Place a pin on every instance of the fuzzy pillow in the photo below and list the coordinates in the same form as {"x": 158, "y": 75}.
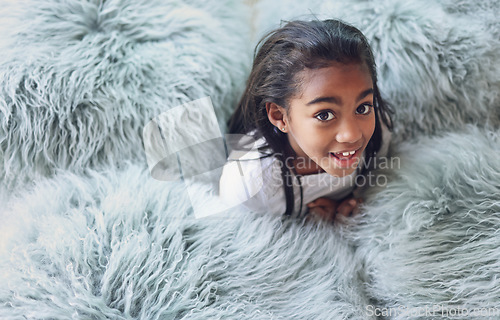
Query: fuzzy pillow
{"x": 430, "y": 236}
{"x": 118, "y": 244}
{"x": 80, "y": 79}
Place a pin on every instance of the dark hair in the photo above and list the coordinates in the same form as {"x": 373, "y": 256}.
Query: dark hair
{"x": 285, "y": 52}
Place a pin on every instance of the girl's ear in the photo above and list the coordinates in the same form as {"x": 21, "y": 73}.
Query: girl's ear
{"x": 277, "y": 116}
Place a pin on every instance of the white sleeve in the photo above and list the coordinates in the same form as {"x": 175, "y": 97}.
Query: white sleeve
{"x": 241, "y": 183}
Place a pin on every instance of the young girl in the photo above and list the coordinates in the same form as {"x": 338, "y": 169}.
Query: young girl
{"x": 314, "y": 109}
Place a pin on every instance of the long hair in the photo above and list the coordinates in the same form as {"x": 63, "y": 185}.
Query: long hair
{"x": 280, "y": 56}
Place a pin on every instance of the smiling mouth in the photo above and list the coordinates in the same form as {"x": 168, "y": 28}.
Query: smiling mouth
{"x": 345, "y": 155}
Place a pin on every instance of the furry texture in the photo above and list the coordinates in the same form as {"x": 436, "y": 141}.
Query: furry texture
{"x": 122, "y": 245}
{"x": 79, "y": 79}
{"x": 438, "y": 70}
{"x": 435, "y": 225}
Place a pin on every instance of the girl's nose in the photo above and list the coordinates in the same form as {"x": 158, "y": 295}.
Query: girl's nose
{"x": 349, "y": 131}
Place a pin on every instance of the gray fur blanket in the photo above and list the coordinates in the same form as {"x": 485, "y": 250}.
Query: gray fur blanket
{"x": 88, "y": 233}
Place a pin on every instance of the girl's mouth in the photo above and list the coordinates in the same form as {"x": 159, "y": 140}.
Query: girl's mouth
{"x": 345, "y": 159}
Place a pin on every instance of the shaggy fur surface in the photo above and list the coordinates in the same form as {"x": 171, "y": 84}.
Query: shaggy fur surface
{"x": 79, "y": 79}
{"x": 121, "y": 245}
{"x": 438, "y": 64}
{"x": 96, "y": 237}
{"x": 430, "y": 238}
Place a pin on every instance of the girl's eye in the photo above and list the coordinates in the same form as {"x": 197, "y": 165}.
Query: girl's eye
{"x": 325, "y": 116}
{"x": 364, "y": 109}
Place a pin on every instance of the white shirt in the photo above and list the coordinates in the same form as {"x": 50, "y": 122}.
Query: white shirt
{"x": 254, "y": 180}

§

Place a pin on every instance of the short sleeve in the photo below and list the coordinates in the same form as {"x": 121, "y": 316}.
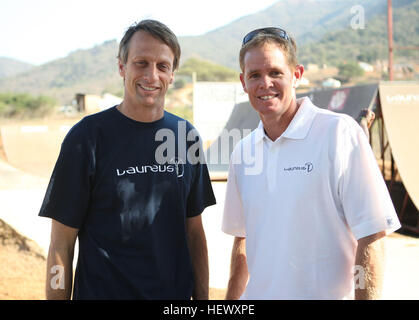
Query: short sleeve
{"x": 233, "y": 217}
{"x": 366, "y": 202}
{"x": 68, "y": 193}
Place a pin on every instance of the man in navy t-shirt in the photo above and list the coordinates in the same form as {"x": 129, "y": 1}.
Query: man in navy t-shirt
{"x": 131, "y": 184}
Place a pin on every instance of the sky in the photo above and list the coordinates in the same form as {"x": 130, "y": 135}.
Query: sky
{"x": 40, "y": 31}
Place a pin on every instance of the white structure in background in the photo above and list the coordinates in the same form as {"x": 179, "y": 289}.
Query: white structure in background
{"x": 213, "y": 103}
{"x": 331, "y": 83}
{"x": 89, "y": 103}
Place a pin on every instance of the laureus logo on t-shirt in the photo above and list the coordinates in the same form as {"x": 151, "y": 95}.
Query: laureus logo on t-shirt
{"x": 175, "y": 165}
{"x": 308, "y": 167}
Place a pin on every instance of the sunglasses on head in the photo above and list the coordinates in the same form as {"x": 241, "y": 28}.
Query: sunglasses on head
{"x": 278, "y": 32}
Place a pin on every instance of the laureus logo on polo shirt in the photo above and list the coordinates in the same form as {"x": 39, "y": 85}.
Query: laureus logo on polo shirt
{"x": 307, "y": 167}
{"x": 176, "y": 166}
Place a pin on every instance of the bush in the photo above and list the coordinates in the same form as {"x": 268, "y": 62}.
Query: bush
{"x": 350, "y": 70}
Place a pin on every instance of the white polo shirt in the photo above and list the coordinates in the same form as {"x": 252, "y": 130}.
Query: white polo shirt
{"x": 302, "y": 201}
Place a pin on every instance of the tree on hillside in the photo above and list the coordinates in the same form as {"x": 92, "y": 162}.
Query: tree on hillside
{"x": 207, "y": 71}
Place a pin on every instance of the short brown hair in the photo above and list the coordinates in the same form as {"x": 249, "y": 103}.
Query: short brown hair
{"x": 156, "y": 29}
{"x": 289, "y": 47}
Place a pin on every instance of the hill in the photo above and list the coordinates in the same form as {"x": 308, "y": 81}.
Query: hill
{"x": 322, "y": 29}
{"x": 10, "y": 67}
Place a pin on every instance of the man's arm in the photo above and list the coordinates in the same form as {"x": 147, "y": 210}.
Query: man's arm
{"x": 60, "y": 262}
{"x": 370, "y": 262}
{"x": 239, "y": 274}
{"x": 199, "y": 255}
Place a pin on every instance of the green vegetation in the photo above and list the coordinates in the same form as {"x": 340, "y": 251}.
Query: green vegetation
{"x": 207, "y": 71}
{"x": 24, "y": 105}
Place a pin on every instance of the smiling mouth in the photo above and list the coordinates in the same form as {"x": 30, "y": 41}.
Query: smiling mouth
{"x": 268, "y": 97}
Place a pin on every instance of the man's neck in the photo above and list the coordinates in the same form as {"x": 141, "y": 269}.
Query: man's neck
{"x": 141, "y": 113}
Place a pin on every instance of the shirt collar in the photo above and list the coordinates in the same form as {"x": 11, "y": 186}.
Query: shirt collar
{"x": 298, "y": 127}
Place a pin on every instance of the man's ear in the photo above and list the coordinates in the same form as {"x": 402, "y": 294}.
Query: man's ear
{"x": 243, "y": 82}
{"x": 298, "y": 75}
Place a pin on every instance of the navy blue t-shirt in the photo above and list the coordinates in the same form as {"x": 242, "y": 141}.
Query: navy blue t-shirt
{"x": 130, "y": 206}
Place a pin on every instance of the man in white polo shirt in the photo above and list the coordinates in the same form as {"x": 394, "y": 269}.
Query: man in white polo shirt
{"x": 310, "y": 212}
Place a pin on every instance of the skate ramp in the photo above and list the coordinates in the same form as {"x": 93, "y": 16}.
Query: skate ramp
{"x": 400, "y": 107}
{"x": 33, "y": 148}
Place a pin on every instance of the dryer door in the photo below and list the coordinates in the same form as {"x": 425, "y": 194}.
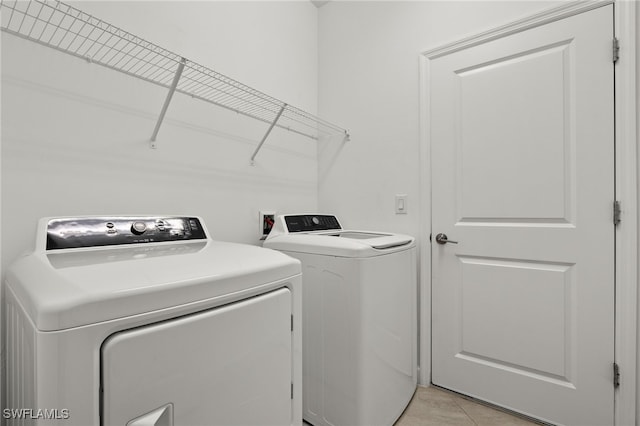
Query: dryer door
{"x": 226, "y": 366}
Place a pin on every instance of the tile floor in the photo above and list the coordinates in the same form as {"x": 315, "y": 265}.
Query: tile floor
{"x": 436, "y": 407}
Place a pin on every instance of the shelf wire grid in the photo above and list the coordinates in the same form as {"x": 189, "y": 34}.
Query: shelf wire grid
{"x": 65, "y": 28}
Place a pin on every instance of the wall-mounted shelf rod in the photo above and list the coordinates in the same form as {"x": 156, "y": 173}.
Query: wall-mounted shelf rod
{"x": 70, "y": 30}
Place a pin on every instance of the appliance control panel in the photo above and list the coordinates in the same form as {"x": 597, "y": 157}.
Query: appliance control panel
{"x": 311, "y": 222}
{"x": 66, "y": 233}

§

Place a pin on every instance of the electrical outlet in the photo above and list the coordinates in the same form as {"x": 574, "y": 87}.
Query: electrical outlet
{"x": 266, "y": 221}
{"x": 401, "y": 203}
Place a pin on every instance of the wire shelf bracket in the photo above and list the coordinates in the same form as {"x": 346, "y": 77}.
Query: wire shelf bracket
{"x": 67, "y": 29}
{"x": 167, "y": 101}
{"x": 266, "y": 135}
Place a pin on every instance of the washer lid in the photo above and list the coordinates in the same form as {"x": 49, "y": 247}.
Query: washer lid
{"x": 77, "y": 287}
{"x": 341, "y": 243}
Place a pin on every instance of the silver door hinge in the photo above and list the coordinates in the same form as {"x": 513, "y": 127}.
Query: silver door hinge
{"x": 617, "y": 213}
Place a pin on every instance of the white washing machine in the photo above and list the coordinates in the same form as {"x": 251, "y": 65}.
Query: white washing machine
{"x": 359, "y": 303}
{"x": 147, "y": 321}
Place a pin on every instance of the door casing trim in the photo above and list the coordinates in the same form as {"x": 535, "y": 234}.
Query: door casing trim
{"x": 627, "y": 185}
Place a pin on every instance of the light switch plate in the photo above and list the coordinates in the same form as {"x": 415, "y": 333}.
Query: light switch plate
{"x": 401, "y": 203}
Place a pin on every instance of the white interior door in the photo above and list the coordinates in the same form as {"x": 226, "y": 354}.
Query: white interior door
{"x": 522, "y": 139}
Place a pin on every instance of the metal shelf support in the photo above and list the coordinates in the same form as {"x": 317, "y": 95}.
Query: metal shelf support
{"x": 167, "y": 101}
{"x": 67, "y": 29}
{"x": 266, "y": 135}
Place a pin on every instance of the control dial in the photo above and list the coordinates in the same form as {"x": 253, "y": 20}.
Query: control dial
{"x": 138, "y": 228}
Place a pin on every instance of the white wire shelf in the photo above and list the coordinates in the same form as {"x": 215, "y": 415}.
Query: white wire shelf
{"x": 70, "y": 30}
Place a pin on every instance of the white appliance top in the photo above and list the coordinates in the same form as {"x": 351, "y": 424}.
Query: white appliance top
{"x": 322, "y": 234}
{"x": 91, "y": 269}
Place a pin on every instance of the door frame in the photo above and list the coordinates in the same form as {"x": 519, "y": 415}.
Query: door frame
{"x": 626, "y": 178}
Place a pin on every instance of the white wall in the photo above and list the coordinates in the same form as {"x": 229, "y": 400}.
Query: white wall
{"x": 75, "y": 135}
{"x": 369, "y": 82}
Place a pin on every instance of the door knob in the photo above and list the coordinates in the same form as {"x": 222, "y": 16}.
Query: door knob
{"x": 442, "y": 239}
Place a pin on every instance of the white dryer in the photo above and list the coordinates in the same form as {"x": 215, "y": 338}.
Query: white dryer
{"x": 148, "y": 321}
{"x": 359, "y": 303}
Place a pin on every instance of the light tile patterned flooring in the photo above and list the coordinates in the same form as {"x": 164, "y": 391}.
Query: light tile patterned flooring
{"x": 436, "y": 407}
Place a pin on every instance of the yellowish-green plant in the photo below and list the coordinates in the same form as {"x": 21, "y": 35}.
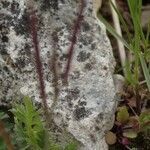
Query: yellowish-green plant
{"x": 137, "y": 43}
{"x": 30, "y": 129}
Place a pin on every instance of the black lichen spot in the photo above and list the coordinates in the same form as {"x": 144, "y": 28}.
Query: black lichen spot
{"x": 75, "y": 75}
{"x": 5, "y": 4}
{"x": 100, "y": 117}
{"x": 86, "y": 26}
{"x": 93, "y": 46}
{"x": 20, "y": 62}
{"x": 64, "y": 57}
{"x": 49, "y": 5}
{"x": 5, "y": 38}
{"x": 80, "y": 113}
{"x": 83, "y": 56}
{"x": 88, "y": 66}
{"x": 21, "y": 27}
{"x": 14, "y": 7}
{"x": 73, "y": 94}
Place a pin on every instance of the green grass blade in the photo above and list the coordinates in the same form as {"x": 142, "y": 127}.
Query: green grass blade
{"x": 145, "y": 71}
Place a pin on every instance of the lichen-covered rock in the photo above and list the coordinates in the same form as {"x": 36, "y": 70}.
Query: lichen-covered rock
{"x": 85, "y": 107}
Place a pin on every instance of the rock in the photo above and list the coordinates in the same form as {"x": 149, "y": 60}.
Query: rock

§

Collect every line above that contains the string "covered", treating uppercase and lowercase as different.

> **EXERCISE ANSWER**:
Place a pin on every instance of the lichen-covered rock in the photo above and list the coordinates in the same form as {"x": 36, "y": 70}.
Query: lichen-covered rock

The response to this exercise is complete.